(Outline records)
#####
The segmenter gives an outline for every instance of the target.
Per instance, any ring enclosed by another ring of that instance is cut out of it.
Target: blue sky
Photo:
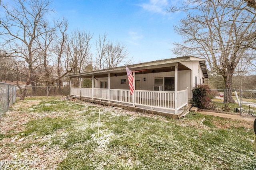
[[[70,31],[84,28],[126,45],[134,64],[177,56],[171,51],[171,43],[180,41],[174,33],[180,14],[166,13],[176,0],[53,0],[56,18],[64,17]],[[92,45],[95,54],[94,45]]]

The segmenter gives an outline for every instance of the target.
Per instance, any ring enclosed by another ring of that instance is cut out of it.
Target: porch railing
[[[71,88],[71,95],[80,96],[80,88]],[[82,97],[175,110],[174,92],[134,90],[134,104],[132,96],[128,90],[93,88],[93,90],[91,88],[81,88]],[[177,95],[178,110],[188,104],[187,89],[178,91]]]
[[[174,92],[135,90],[135,104],[174,109]]]
[[[132,96],[130,94],[130,90],[110,89],[110,100],[120,103],[132,104]]]

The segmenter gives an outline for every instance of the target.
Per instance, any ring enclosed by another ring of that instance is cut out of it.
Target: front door
[[[140,80],[136,79],[135,81],[135,90],[140,90]]]

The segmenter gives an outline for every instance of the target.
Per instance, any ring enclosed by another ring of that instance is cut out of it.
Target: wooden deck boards
[[[183,109],[180,109],[178,111],[178,114],[175,114],[175,111],[169,109],[166,109],[164,108],[154,107],[154,106],[151,107],[148,106],[135,105],[134,107],[132,104],[121,103],[119,102],[115,102],[111,101],[108,102],[107,100],[100,100],[97,99],[92,100],[91,98],[83,98],[79,96],[73,96],[74,98],[80,99],[81,100],[98,103],[106,105],[111,106],[112,106],[118,107],[128,109],[135,110],[139,111],[146,112],[148,113],[154,114],[158,115],[160,115],[164,117],[172,117],[174,119],[179,119],[182,115],[187,112],[188,110],[191,107],[191,104],[188,104],[188,106],[184,106]]]

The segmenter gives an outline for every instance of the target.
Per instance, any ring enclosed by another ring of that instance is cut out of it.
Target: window
[[[108,81],[100,81],[100,88],[108,88]]]
[[[174,91],[174,77],[164,78],[164,91]]]
[[[197,87],[197,77],[196,76],[196,88]]]
[[[121,79],[121,84],[126,84],[126,79]]]
[[[155,85],[163,85],[163,78],[155,78]]]

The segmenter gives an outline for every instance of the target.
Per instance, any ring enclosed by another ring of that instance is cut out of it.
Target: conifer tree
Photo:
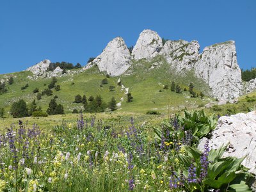
[[[171,91],[174,92],[175,91],[175,83],[174,83],[174,81],[172,81]]]
[[[112,97],[112,99],[108,104],[108,107],[111,111],[116,109],[116,101],[114,97]]]

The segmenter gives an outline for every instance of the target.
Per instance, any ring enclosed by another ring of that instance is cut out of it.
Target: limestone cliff
[[[241,74],[234,41],[205,47],[194,69],[209,84],[213,97],[220,101],[231,101],[241,95]]]
[[[131,66],[130,52],[121,37],[116,37],[108,43],[103,52],[84,69],[97,65],[100,71],[106,71],[111,76],[118,76]]]

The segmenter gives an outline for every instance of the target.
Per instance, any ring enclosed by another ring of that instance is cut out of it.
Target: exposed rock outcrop
[[[245,93],[250,93],[256,89],[256,78],[246,82],[244,84]]]
[[[201,140],[198,148],[204,150],[207,139]],[[221,116],[209,140],[209,147],[214,149],[229,143],[223,156],[245,157],[242,164],[256,173],[256,111]]]
[[[146,29],[140,34],[132,55],[136,60],[152,59],[159,54],[162,47],[162,38],[158,34],[156,31]]]
[[[36,76],[42,76],[46,72],[47,68],[50,65],[50,60],[45,60],[28,68],[26,70],[31,71],[34,75]]]
[[[241,74],[234,41],[206,47],[194,68],[221,102],[232,101],[241,95]]]
[[[124,73],[131,66],[131,54],[124,40],[116,37],[108,43],[103,52],[84,69],[97,65],[100,71],[106,71],[111,76]]]
[[[167,62],[174,67],[177,72],[182,70],[191,70],[198,60],[200,45],[198,42],[190,43],[180,40],[168,40],[160,51]]]

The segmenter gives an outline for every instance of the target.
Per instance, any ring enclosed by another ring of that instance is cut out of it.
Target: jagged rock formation
[[[45,60],[28,68],[26,70],[31,71],[35,76],[42,76],[46,72],[50,63],[50,60]]]
[[[255,89],[256,89],[256,78],[250,80],[249,82],[245,82],[245,93],[252,92]]]
[[[204,150],[207,139],[200,142],[198,148]],[[256,173],[256,111],[221,116],[209,140],[209,147],[214,149],[229,143],[223,156],[245,157],[242,164]]]
[[[168,40],[160,51],[167,62],[175,68],[177,72],[191,70],[195,63],[198,60],[200,45],[198,42],[190,43],[180,40]]]
[[[97,65],[100,71],[106,71],[111,76],[118,76],[131,66],[130,52],[121,37],[116,37],[108,43],[103,52],[84,69]]]
[[[136,60],[152,59],[159,54],[162,47],[162,38],[158,34],[156,31],[146,29],[140,34],[132,55]]]
[[[213,97],[220,101],[231,101],[240,95],[241,74],[234,41],[206,47],[194,68],[209,84]]]

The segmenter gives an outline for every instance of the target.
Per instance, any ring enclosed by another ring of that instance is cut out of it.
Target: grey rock
[[[198,148],[204,150],[207,139],[202,139]],[[256,111],[238,113],[219,118],[209,140],[209,147],[216,149],[229,143],[223,157],[246,157],[242,164],[256,173]]]

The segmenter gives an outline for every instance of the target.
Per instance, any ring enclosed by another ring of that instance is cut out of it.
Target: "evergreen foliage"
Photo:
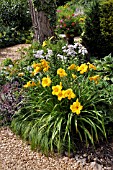
[[[111,3],[113,4],[113,2]],[[113,25],[112,21],[104,18],[104,16],[111,15],[112,8],[110,8],[108,12],[104,10],[105,6],[106,3],[103,5],[100,1],[93,1],[91,8],[87,11],[85,32],[82,37],[83,44],[87,47],[90,56],[95,56],[97,58],[102,58],[112,52],[111,42],[108,36],[103,34],[104,29],[104,33],[107,31],[109,32],[109,36],[112,36],[111,28],[108,28],[108,23],[109,25]],[[102,28],[103,22],[104,28]]]

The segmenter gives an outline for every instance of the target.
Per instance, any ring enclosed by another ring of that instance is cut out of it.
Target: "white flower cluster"
[[[62,61],[65,61],[67,59],[67,57],[65,57],[64,55],[61,55],[61,54],[57,54],[57,57],[59,59],[61,59]]]
[[[48,59],[52,55],[53,55],[53,51],[50,49],[47,49],[46,54],[44,54],[44,50],[38,50],[34,52],[34,57],[39,59]]]
[[[82,54],[83,56],[88,53],[87,49],[80,43],[75,43],[74,45],[66,45],[62,47],[64,53],[67,56],[74,57],[76,54]]]
[[[43,59],[44,58],[43,54],[44,54],[44,50],[38,50],[38,51],[34,52],[34,57]]]

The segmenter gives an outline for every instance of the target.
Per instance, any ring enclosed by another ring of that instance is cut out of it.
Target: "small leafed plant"
[[[54,65],[52,55],[32,63],[31,80],[23,85],[23,107],[14,115],[12,129],[32,149],[70,154],[80,140],[88,146],[100,136],[106,138],[112,97],[94,64],[57,58]]]

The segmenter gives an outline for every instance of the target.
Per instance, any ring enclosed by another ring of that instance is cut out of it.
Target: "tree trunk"
[[[28,0],[28,3],[32,18],[34,40],[42,44],[45,39],[54,35],[54,30],[50,26],[47,14],[44,11],[38,12],[34,7],[33,0]]]

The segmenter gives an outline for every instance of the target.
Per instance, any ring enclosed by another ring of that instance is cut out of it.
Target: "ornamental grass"
[[[44,52],[29,66],[21,89],[22,107],[13,116],[13,131],[28,140],[32,149],[46,154],[70,154],[80,142],[88,146],[107,140],[113,86],[103,79],[94,63],[80,63],[80,49],[74,50],[75,46],[58,51],[52,46],[39,49]]]

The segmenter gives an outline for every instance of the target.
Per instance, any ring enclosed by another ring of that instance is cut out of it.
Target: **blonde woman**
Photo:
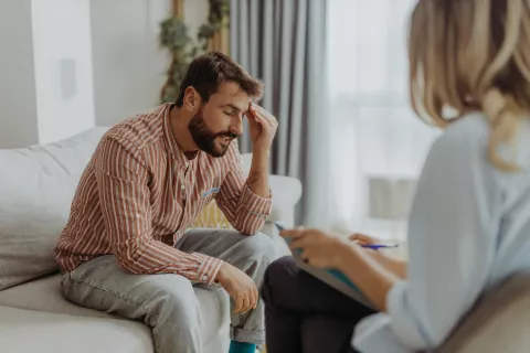
[[[530,270],[530,2],[420,0],[409,46],[413,107],[445,128],[418,181],[410,263],[321,231],[284,232],[379,313],[280,259],[263,291],[269,353],[353,350],[341,342],[362,317],[357,351],[434,349],[483,292]]]

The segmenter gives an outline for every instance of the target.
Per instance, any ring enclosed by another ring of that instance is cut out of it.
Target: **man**
[[[256,233],[272,207],[277,121],[254,103],[262,84],[221,53],[197,57],[180,87],[174,104],[113,127],[99,142],[56,246],[63,293],[144,320],[158,352],[201,352],[192,285],[219,284],[232,298],[231,352],[254,352],[264,342],[256,286],[274,259],[272,242]],[[246,181],[235,140],[245,116]],[[213,199],[236,231],[186,232]]]

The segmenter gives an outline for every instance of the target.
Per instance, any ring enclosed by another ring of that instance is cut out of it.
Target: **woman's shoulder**
[[[487,149],[491,136],[488,118],[483,113],[469,113],[452,122],[433,146],[438,151],[474,156],[488,162]],[[499,146],[499,153],[523,169],[530,169],[530,119],[522,119],[513,143]]]

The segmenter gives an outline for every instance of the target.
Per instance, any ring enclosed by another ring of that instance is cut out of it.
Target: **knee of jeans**
[[[158,317],[173,318],[180,322],[192,322],[200,320],[199,301],[190,284],[189,288],[180,287],[172,289],[161,289],[153,293],[158,301]],[[189,321],[187,321],[189,320]]]
[[[275,297],[274,292],[284,290],[286,286],[283,284],[288,284],[293,280],[293,266],[296,267],[292,256],[278,258],[268,266],[262,288],[262,297],[265,302],[272,303]]]
[[[244,252],[263,266],[268,266],[276,258],[276,248],[271,237],[263,233],[247,236],[242,246]]]

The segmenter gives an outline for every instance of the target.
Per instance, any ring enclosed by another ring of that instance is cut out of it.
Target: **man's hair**
[[[232,57],[220,53],[209,52],[197,56],[190,63],[188,72],[180,84],[179,97],[174,101],[178,107],[182,107],[184,92],[188,87],[193,87],[201,95],[202,100],[208,101],[219,85],[225,82],[234,82],[241,89],[254,99],[258,100],[263,94],[263,84],[253,78],[240,64]]]

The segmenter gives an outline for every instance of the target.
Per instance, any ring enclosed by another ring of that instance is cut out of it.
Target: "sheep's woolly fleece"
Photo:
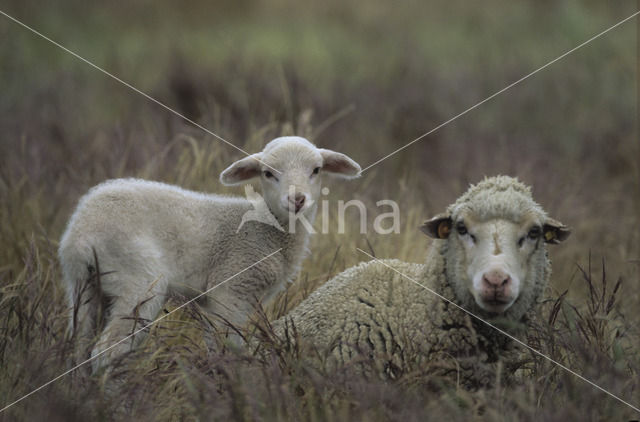
[[[530,189],[509,177],[471,186],[448,212],[455,217],[463,209],[478,219],[500,217],[518,222],[532,214],[541,222],[546,218]],[[539,268],[533,285],[514,305],[514,313],[495,318],[483,313],[472,298],[456,294],[455,280],[450,280],[447,271],[449,244],[434,241],[425,264],[369,261],[344,271],[276,321],[275,332],[286,332],[302,346],[311,346],[328,369],[346,365],[388,378],[419,369],[445,375],[468,388],[490,385],[498,362],[504,364],[505,372],[516,369],[521,350],[508,337],[424,287],[502,329],[522,334],[535,316],[550,263],[542,246],[534,261]]]

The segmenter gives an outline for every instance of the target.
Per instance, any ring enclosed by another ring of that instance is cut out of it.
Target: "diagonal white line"
[[[15,400],[12,403],[9,403],[8,405],[6,405],[5,407],[3,407],[2,409],[0,409],[0,413],[4,412],[5,410],[7,410],[8,408],[10,408],[11,406],[13,406],[16,403],[21,402],[22,400],[26,399],[27,397],[31,396],[32,394],[37,393],[38,391],[42,390],[43,388],[45,388],[46,386],[53,384],[54,382],[56,382],[57,380],[59,380],[60,378],[64,377],[67,374],[70,374],[71,372],[75,371],[76,369],[80,368],[82,365],[91,362],[92,360],[94,360],[95,358],[101,356],[102,354],[104,354],[105,352],[109,351],[110,349],[116,347],[118,344],[122,343],[123,341],[127,341],[128,339],[130,339],[131,337],[133,337],[134,335],[138,334],[140,331],[143,331],[147,328],[149,328],[150,326],[152,326],[153,324],[162,321],[163,319],[165,319],[166,317],[168,317],[169,315],[171,315],[172,313],[174,313],[175,311],[184,308],[185,306],[187,306],[188,304],[192,303],[195,300],[198,300],[199,298],[201,298],[202,296],[206,295],[207,293],[211,292],[212,290],[214,290],[217,287],[222,286],[224,283],[226,283],[227,281],[239,276],[240,274],[242,274],[243,272],[255,267],[256,265],[258,265],[259,263],[261,263],[262,261],[264,261],[267,258],[270,258],[271,256],[275,255],[276,253],[280,252],[282,250],[282,248],[278,249],[277,251],[271,252],[269,255],[265,256],[264,258],[260,259],[257,262],[254,262],[253,264],[249,265],[248,267],[246,267],[245,269],[243,269],[242,271],[237,272],[236,274],[232,275],[231,277],[227,278],[226,280],[216,284],[215,286],[211,287],[210,289],[200,293],[198,296],[194,297],[193,299],[183,303],[182,305],[178,306],[177,308],[175,308],[174,310],[172,310],[171,312],[168,312],[164,315],[162,315],[160,318],[148,323],[147,325],[145,325],[144,327],[140,328],[139,330],[136,330],[135,332],[129,334],[128,336],[126,336],[125,338],[119,340],[117,343],[112,344],[111,346],[107,347],[106,349],[102,350],[100,353],[97,353],[95,356],[91,356],[89,359],[85,360],[84,362],[79,363],[78,365],[74,366],[73,368],[63,372],[62,374],[58,375],[57,377],[53,378],[50,381],[47,381],[46,383],[42,384],[40,387],[36,388],[35,390],[33,390],[32,392],[25,394],[24,396],[20,397],[19,399]]]
[[[362,252],[363,254],[367,255],[369,258],[379,262],[380,264],[384,265],[387,268],[390,268],[391,270],[393,270],[394,272],[400,274],[402,277],[406,278],[407,280],[413,282],[414,284],[417,284],[418,286],[422,287],[423,289],[429,291],[430,293],[433,293],[434,295],[438,296],[440,299],[444,300],[445,302],[455,306],[456,308],[460,309],[461,311],[465,312],[466,314],[470,315],[471,317],[477,319],[478,321],[488,325],[489,327],[493,328],[494,330],[498,331],[500,334],[509,337],[511,340],[519,343],[520,345],[526,347],[527,349],[531,350],[532,352],[534,352],[535,354],[537,354],[538,356],[541,356],[545,359],[547,359],[549,362],[554,363],[555,365],[559,366],[560,368],[564,369],[565,371],[575,375],[576,377],[580,378],[581,380],[591,384],[592,386],[594,386],[595,388],[597,388],[598,390],[610,395],[611,397],[613,397],[614,399],[626,404],[627,406],[629,406],[630,408],[632,408],[633,410],[635,410],[636,412],[640,413],[640,409],[637,408],[636,406],[624,401],[623,399],[621,399],[620,397],[616,396],[615,394],[605,390],[604,388],[600,387],[598,384],[594,383],[593,381],[588,380],[587,378],[583,377],[582,375],[578,374],[577,372],[567,368],[566,366],[564,366],[563,364],[561,364],[558,361],[553,360],[552,358],[550,358],[549,356],[545,355],[542,352],[539,352],[538,350],[534,349],[533,347],[529,346],[527,343],[517,339],[516,337],[512,336],[511,334],[507,333],[504,330],[501,330],[500,328],[496,327],[495,325],[491,324],[490,322],[480,318],[479,316],[475,315],[473,312],[470,312],[468,310],[466,310],[465,308],[463,308],[462,306],[458,305],[457,303],[453,302],[451,299],[448,299],[444,296],[442,296],[440,293],[434,291],[433,289],[428,288],[427,286],[425,286],[424,284],[414,280],[413,278],[409,277],[406,274],[401,273],[400,271],[396,270],[395,268],[393,268],[392,266],[384,263],[383,261],[379,260],[378,258],[376,258],[375,256],[363,251],[360,248],[356,248],[357,250],[359,250],[360,252]]]
[[[71,54],[72,56],[74,56],[75,58],[85,62],[86,64],[88,64],[89,66],[93,67],[96,70],[99,70],[100,72],[104,73],[105,75],[107,75],[108,77],[115,79],[116,81],[120,82],[122,85],[126,86],[127,88],[131,89],[132,91],[137,92],[138,94],[142,95],[143,97],[145,97],[146,99],[156,103],[157,105],[159,105],[160,107],[170,111],[171,113],[175,114],[176,116],[180,117],[181,119],[191,123],[192,125],[194,125],[195,127],[202,129],[203,131],[205,131],[206,133],[208,133],[209,135],[212,135],[216,138],[218,138],[219,140],[221,140],[222,142],[224,142],[225,144],[229,145],[232,148],[237,149],[238,151],[242,152],[243,154],[245,154],[246,156],[251,156],[251,154],[249,154],[247,151],[243,150],[240,147],[235,146],[234,144],[232,144],[231,142],[227,141],[226,139],[224,139],[222,136],[217,135],[215,133],[213,133],[212,131],[210,131],[209,129],[207,129],[206,127],[202,126],[199,123],[194,122],[193,120],[189,119],[187,116],[185,116],[182,113],[177,112],[176,110],[172,109],[171,107],[167,106],[166,104],[156,100],[155,98],[153,98],[152,96],[150,96],[149,94],[146,94],[145,92],[139,90],[138,88],[136,88],[135,86],[131,85],[128,82],[123,81],[122,79],[118,78],[117,76],[115,76],[113,73],[110,73],[106,70],[104,70],[103,68],[101,68],[100,66],[94,64],[93,62],[85,59],[84,57],[80,56],[79,54],[69,50],[68,48],[66,48],[65,46],[63,46],[62,44],[52,40],[51,38],[47,37],[46,35],[36,31],[35,29],[33,29],[32,27],[30,27],[29,25],[19,21],[18,19],[14,18],[13,16],[8,15],[7,13],[5,13],[4,11],[0,10],[0,14],[6,16],[8,19],[11,19],[12,21],[14,21],[15,23],[17,23],[18,25],[22,26],[25,29],[28,29],[29,31],[33,32],[34,34],[38,35],[41,38],[44,38],[45,40],[49,41],[51,44],[55,45],[56,47],[66,51],[67,53]],[[273,167],[271,167],[269,164],[257,159],[254,157],[254,159],[256,161],[258,161],[259,163],[269,167],[271,170],[274,170],[276,173],[281,173],[278,169],[274,169]]]
[[[540,72],[542,69],[545,69],[549,66],[551,66],[552,64],[554,64],[555,62],[557,62],[558,60],[561,60],[563,58],[565,58],[566,56],[568,56],[569,54],[573,53],[574,51],[576,51],[579,48],[584,47],[585,45],[589,44],[591,41],[595,40],[596,38],[599,38],[601,36],[603,36],[604,34],[606,34],[607,32],[611,31],[612,29],[622,25],[623,23],[627,22],[630,19],[633,19],[634,17],[638,16],[638,14],[640,14],[640,11],[637,11],[636,13],[634,13],[633,15],[629,16],[628,18],[625,18],[623,20],[621,20],[620,22],[616,23],[613,26],[610,26],[609,28],[605,29],[604,31],[600,32],[597,35],[594,35],[593,37],[589,38],[588,40],[586,40],[585,42],[583,42],[582,44],[572,48],[571,50],[567,51],[566,53],[562,54],[561,56],[556,57],[555,59],[551,60],[549,63],[537,68],[536,70],[534,70],[531,73],[528,73],[527,75],[523,76],[522,78],[518,79],[517,81],[507,85],[506,87],[502,88],[500,91],[488,96],[487,98],[485,98],[484,100],[480,101],[479,103],[469,107],[468,109],[466,109],[465,111],[463,111],[462,113],[456,114],[455,116],[453,116],[452,118],[450,118],[449,120],[447,120],[444,123],[441,123],[440,125],[434,127],[433,129],[431,129],[429,132],[424,133],[420,136],[418,136],[416,139],[414,139],[413,141],[409,142],[408,144],[398,148],[397,150],[391,152],[390,154],[385,155],[384,157],[380,158],[378,161],[369,164],[367,167],[365,167],[364,169],[362,169],[362,171],[360,172],[361,174],[364,173],[365,171],[369,170],[371,167],[375,166],[376,164],[379,164],[380,162],[386,160],[387,158],[391,157],[392,155],[395,155],[396,153],[402,151],[405,148],[408,148],[409,146],[415,144],[416,142],[418,142],[419,140],[425,138],[426,136],[431,135],[433,132],[437,131],[438,129],[443,128],[444,126],[448,125],[449,123],[453,122],[454,120],[458,119],[459,117],[464,116],[465,114],[467,114],[468,112],[470,112],[471,110],[480,107],[482,104],[486,103],[487,101],[497,97],[498,95],[502,94],[503,92],[505,92],[506,90],[513,88],[514,86],[518,85],[520,82],[524,81],[525,79],[528,79],[529,77],[535,75],[536,73]]]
#####
▶ **Task details**: Count the lines in the data that contain the string "tree", and reply with that number alone.

▶ **The response**: 2